▽

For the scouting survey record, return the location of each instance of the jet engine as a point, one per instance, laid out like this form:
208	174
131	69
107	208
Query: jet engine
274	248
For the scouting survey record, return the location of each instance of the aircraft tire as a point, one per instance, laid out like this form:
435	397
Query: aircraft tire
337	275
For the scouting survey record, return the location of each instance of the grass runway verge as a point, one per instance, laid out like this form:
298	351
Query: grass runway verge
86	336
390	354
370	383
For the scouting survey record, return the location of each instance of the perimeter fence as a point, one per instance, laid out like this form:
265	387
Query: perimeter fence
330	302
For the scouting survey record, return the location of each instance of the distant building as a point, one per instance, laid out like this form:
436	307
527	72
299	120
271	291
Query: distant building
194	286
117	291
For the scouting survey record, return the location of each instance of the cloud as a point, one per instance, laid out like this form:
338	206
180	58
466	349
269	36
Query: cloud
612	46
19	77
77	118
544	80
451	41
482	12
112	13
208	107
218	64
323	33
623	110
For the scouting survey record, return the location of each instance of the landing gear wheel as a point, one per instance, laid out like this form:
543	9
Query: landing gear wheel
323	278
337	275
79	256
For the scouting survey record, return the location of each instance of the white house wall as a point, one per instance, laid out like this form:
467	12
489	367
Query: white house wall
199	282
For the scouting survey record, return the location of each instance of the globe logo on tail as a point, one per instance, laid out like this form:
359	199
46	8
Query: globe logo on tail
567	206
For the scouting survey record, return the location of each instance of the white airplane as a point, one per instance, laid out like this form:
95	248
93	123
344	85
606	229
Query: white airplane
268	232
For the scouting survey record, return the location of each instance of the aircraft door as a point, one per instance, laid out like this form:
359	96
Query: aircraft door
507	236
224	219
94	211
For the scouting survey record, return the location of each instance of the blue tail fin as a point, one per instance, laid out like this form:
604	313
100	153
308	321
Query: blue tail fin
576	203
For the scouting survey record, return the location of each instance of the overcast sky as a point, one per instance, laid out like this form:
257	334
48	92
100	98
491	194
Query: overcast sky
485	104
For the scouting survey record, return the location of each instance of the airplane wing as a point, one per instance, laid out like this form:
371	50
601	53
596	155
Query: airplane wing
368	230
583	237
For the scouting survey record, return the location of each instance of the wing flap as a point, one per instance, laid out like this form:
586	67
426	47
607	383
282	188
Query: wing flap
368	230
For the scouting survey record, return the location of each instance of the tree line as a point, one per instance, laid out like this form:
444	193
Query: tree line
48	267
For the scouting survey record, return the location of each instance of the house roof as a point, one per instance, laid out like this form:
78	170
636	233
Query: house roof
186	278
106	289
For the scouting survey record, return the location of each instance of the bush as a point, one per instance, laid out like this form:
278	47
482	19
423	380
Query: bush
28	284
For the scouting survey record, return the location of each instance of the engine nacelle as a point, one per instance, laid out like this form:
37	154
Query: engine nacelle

△
▽

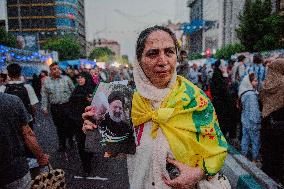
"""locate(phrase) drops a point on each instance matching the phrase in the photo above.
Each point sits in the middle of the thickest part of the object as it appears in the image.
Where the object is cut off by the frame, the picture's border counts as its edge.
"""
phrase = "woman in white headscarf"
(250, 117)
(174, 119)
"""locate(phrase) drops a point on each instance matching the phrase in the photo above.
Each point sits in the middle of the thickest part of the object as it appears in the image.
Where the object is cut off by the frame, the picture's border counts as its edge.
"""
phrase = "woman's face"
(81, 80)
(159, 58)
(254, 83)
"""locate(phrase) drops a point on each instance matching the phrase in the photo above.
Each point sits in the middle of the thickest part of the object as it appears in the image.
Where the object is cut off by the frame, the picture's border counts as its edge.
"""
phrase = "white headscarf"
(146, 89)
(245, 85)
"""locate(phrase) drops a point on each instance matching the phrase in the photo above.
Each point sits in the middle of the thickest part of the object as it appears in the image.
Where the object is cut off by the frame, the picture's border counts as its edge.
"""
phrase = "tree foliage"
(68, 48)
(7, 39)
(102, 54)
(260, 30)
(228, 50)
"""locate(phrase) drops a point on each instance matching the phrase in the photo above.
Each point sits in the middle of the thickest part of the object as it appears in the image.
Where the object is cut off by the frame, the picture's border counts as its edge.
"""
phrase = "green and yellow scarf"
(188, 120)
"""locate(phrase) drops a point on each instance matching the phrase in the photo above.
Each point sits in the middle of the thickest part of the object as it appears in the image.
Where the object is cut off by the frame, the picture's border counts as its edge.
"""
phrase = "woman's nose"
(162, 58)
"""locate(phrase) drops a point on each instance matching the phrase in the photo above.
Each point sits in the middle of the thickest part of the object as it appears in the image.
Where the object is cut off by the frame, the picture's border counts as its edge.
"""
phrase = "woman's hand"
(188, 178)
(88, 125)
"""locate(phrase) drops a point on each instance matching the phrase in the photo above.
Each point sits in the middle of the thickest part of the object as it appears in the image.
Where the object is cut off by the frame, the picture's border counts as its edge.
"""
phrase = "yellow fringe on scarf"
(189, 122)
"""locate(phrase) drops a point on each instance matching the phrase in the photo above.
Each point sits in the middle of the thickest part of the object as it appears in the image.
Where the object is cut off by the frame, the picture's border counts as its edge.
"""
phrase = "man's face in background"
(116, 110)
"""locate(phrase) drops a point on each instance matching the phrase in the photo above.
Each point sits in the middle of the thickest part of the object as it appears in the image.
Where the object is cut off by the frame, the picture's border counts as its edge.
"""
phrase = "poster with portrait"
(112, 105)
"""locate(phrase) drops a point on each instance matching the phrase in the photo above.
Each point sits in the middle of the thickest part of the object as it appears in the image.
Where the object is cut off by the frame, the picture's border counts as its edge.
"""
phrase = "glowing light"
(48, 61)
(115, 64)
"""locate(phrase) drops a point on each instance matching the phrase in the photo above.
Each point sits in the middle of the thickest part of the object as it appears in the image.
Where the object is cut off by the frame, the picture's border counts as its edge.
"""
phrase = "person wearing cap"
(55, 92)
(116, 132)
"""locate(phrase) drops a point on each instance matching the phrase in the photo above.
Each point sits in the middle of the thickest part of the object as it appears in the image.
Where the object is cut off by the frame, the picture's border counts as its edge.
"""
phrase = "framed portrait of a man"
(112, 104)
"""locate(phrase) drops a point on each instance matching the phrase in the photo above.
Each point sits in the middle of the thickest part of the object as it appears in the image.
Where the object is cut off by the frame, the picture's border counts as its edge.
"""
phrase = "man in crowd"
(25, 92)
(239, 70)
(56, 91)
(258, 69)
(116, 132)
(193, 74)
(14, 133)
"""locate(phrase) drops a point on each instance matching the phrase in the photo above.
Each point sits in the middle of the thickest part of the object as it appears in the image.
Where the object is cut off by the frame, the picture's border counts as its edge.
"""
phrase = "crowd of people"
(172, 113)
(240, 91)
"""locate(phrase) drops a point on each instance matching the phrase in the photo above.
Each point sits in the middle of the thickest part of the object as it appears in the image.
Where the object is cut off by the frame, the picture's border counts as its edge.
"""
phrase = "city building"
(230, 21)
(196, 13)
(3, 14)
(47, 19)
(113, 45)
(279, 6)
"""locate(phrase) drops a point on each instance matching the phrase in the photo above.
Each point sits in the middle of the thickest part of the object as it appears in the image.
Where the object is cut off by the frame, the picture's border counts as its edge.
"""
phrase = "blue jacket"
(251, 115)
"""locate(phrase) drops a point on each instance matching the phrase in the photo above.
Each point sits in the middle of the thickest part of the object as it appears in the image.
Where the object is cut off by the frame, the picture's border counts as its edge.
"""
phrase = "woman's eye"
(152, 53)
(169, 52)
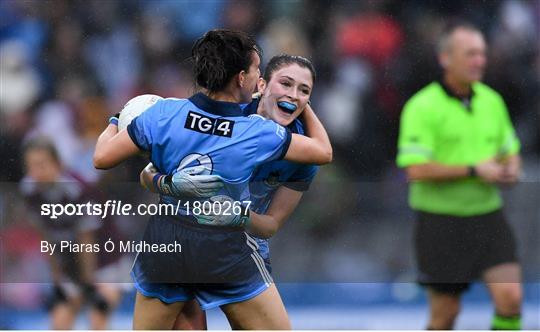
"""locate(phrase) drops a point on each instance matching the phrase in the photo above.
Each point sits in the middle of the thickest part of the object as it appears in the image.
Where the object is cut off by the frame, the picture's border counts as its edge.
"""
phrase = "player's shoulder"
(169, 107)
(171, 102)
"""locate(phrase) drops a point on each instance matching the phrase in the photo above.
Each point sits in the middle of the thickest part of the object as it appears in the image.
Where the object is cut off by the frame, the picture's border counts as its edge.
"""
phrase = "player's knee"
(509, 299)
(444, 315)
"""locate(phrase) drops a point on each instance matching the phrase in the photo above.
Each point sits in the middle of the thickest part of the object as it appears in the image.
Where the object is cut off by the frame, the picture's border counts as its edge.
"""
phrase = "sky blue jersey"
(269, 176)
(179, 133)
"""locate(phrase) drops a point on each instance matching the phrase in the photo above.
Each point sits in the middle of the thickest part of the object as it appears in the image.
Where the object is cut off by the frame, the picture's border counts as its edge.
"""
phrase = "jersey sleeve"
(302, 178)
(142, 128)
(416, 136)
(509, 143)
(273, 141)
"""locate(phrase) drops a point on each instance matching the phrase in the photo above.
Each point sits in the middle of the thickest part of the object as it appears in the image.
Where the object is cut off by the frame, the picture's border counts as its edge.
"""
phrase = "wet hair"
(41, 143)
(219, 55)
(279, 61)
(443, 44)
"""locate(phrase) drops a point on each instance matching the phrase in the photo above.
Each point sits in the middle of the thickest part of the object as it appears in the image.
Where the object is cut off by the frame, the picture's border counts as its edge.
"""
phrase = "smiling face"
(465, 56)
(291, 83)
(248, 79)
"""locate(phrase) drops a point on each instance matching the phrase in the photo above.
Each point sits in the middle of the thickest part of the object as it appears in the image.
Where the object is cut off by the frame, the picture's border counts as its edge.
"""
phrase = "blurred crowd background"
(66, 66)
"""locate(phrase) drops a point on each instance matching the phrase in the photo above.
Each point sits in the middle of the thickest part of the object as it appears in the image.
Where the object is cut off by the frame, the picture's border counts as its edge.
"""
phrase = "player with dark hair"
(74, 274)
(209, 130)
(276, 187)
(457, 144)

△

= Activity =
Each line of the entries holding the string "nacelle" should be found and copied.

= Answer space =
For the scouting survey record, return the location of each instance of the engine nacelle as a point, one per instance, laid out like this form:
Query: engine nacelle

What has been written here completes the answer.